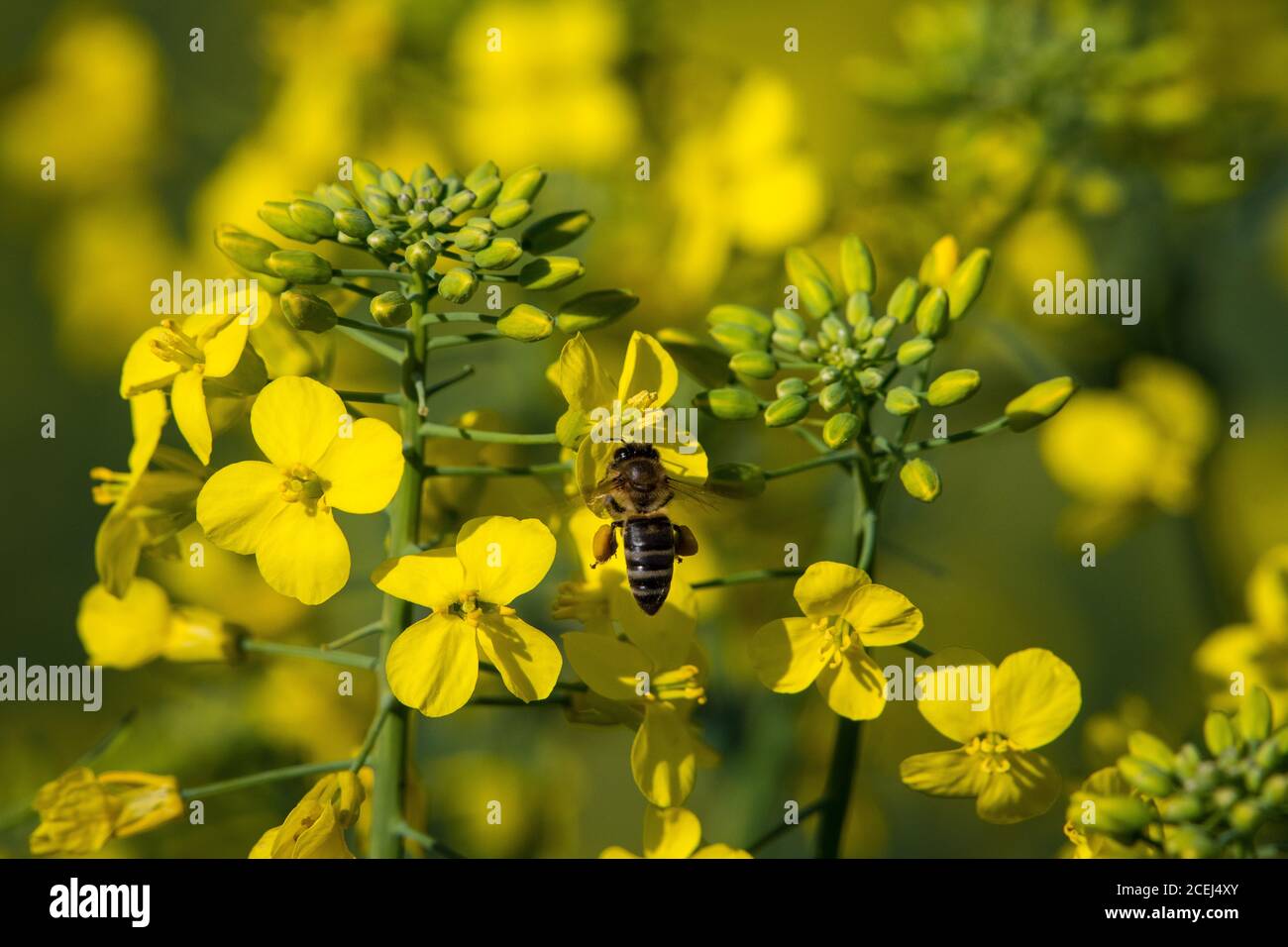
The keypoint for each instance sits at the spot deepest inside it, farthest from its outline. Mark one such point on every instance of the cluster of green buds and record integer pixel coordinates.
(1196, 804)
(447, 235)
---
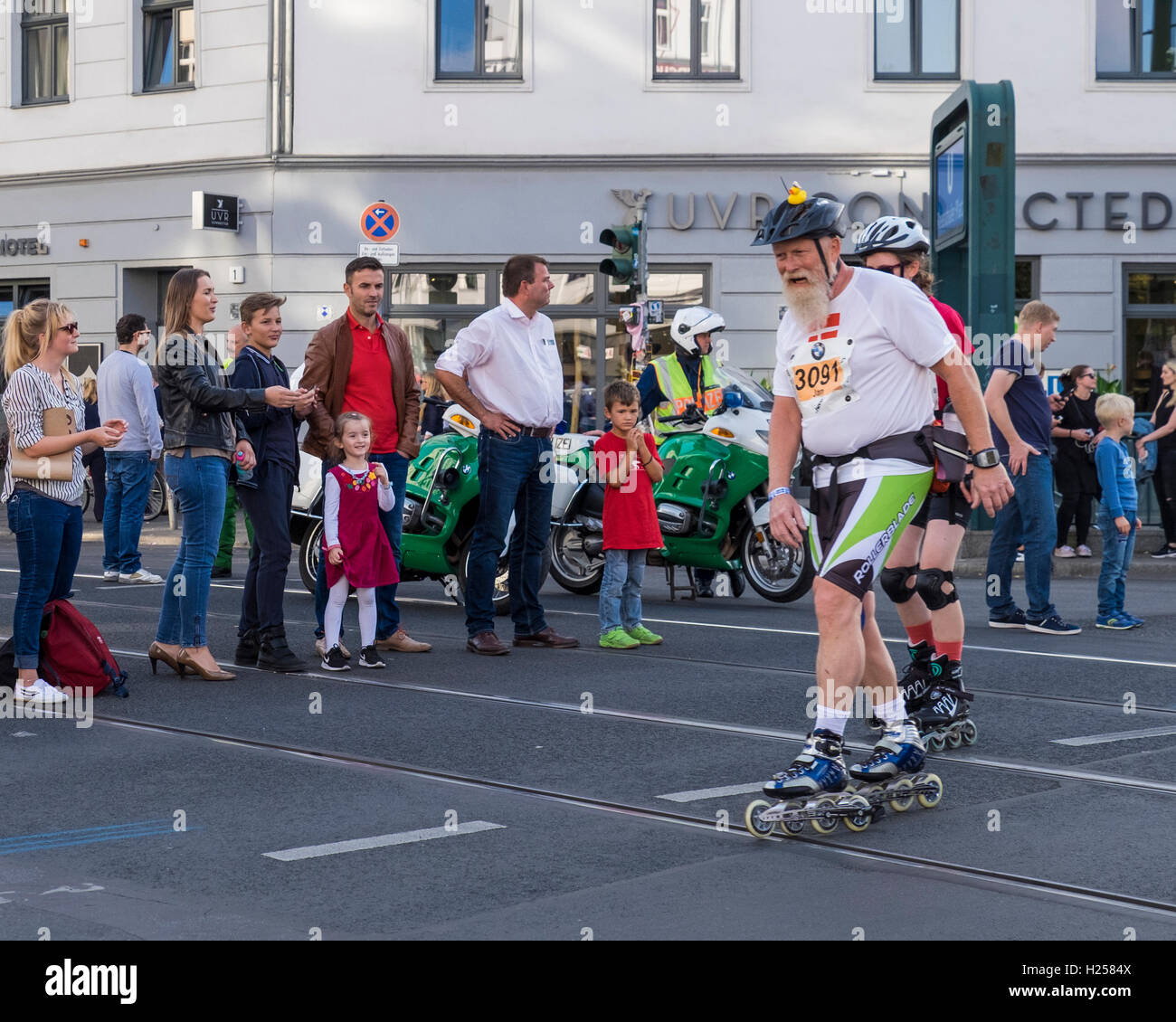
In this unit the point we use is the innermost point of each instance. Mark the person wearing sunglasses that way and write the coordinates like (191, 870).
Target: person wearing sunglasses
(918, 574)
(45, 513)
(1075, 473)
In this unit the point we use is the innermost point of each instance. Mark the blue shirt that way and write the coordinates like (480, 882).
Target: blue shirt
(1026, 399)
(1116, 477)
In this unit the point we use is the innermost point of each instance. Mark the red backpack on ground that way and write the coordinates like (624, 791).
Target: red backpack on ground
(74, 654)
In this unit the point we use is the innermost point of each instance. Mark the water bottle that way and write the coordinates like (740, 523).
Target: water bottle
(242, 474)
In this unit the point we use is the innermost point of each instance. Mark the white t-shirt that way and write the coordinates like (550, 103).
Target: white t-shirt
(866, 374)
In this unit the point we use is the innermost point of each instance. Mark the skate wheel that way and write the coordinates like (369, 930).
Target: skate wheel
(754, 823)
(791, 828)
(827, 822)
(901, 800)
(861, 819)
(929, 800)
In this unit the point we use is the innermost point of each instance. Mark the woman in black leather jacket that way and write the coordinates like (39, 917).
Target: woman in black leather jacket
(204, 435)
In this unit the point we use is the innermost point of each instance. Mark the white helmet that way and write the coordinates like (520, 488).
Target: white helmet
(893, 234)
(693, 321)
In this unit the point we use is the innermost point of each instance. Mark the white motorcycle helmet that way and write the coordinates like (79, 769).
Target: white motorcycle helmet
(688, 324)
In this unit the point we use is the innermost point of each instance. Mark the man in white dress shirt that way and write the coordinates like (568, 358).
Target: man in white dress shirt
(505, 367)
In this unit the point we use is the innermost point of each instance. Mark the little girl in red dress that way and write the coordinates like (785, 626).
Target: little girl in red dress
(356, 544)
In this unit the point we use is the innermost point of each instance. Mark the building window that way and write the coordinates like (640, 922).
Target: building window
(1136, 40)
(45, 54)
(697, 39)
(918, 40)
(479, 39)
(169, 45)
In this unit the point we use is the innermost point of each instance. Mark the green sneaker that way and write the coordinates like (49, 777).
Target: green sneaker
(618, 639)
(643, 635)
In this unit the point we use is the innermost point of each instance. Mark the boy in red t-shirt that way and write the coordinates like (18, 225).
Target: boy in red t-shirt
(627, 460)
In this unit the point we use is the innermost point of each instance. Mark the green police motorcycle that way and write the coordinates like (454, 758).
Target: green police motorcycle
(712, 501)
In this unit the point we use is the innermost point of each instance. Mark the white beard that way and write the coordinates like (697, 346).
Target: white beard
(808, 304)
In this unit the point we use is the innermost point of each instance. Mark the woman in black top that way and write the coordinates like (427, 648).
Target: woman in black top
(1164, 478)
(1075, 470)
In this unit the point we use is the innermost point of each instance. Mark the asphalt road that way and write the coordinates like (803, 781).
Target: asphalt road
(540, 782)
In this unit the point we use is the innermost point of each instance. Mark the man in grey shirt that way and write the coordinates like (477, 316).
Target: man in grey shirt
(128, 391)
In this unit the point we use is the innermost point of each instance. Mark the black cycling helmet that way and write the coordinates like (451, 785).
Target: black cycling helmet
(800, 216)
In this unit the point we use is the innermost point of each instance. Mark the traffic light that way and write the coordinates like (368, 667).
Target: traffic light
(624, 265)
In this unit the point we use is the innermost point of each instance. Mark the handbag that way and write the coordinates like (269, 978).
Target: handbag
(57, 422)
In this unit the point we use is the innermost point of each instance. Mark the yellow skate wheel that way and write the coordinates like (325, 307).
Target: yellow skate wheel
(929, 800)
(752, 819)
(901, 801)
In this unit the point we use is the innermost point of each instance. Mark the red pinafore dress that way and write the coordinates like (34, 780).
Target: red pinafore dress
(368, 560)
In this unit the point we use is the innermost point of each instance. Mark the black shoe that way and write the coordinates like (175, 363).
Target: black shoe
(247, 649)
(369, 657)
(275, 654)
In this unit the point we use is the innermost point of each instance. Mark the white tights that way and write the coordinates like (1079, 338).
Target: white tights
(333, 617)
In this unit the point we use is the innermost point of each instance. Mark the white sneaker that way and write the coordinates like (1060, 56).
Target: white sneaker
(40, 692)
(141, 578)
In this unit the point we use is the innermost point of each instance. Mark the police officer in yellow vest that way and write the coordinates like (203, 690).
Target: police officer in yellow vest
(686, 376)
---
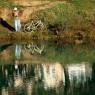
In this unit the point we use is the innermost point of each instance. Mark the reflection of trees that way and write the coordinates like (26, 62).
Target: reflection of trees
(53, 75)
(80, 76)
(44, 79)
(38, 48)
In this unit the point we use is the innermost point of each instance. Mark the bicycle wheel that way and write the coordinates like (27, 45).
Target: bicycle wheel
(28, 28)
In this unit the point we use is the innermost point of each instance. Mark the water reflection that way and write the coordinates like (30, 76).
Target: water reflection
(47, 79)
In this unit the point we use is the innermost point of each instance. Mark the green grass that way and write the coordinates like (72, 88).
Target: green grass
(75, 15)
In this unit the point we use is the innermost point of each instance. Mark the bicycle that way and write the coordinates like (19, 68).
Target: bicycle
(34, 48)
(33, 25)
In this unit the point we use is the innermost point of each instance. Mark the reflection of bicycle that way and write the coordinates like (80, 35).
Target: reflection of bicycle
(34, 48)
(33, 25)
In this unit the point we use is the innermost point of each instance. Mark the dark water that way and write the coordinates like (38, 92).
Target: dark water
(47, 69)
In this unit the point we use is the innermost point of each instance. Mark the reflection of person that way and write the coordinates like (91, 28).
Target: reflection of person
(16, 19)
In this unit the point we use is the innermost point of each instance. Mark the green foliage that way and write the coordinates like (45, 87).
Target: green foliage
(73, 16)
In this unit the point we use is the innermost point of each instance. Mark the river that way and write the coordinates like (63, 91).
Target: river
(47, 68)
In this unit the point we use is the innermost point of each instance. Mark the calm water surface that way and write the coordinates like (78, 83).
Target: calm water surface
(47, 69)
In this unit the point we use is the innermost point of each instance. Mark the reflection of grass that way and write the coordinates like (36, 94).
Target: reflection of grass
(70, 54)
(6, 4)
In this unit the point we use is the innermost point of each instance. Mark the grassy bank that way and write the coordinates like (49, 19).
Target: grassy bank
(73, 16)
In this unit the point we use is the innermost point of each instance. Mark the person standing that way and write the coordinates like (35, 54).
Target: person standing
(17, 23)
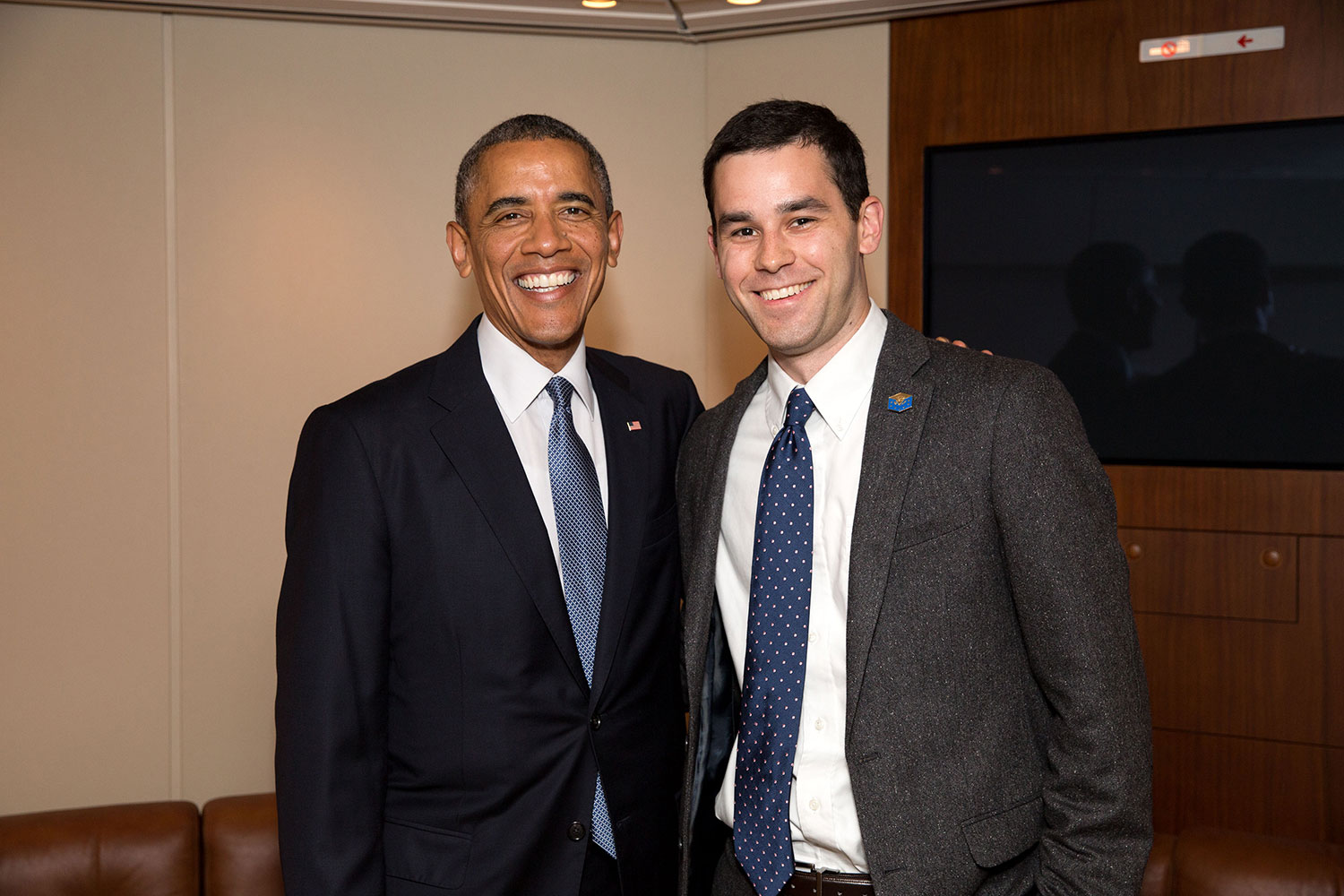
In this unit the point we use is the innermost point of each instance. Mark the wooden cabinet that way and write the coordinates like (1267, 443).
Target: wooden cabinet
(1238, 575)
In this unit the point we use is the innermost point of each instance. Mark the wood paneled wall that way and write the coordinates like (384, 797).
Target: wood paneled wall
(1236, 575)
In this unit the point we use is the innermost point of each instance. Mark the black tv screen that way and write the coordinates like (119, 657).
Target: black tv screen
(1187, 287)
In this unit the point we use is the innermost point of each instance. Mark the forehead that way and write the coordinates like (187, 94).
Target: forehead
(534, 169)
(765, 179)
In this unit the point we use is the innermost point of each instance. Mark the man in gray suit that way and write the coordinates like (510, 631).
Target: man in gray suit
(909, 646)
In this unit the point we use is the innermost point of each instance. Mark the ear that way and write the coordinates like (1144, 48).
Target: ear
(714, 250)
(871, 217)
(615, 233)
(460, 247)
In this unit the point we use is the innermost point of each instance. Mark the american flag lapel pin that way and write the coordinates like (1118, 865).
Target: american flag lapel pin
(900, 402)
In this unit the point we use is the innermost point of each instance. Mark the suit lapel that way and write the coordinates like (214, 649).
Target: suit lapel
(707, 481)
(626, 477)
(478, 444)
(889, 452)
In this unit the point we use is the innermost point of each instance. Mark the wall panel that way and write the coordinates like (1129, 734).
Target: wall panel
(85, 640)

EXERCISE REQUIREMENTS — Exact copy, pictures excluded: from the line with "Target: green grass" up to and including the line with "like (384, 797)." in the data above.

RESPONSE AREA —
Target: green grass
(75, 15)
In this unit the point we use is the innermost point of each instance. Mark the bicycle that way and write the coordinates like (19, 68).
Target: bicycle
(34, 48)
(33, 25)
In this unit the point we use is the innermost point of each instance. Mark the reflection of bicycle that way and write the coordinates like (80, 35).
Target: reflection of bicycle
(34, 48)
(33, 25)
In this unit the point we use is the innermost point of each instance. Mark the dark water that way and write the coordinates like (38, 92).
Target: dark water
(47, 69)
In this unit the point we use is the innermost point of each instance. Mark the reflection of person that way and write the coordinates like (91, 28).
Target: reflection of person
(16, 19)
In this unit the point we use is the innermost point of each instance. Mark the green foliage that way and write the coordinates like (45, 87).
Target: green foliage
(73, 16)
In this unit the point we use is the innermost point of each instance. Mark the river that way and write the coordinates like (63, 91).
Target: river
(47, 68)
In this unit the point we use is the innermost point of each instance. Mark the calm water surface that way and write the coordinates like (78, 83).
Target: calm water surface
(47, 69)
In this unit the point we use is the innermost point of each instance. Mark the reflection of grass that way and write the coordinates like (36, 94).
Target: reflection of grass
(70, 54)
(6, 4)
In this unit the point we use is the innermost point of each instance. Mark the grassy bank that way and write the coordinates like (49, 19).
Target: grassy bank
(73, 16)
In this unit the point we use is the innermost point of each instance. Mark the person standing that way and write the coordinates like (35, 54).
Target: person standing
(17, 23)
In this unit the point we use is the innermost point of each instance. Mark the wooden cabinet that way and write the coordinates like (1267, 443).
Target: wooden cabinet
(1238, 575)
In this unit the point we use is the innermost point of each instance. Mark the wood paneled wall that way and write the coordinates like (384, 797).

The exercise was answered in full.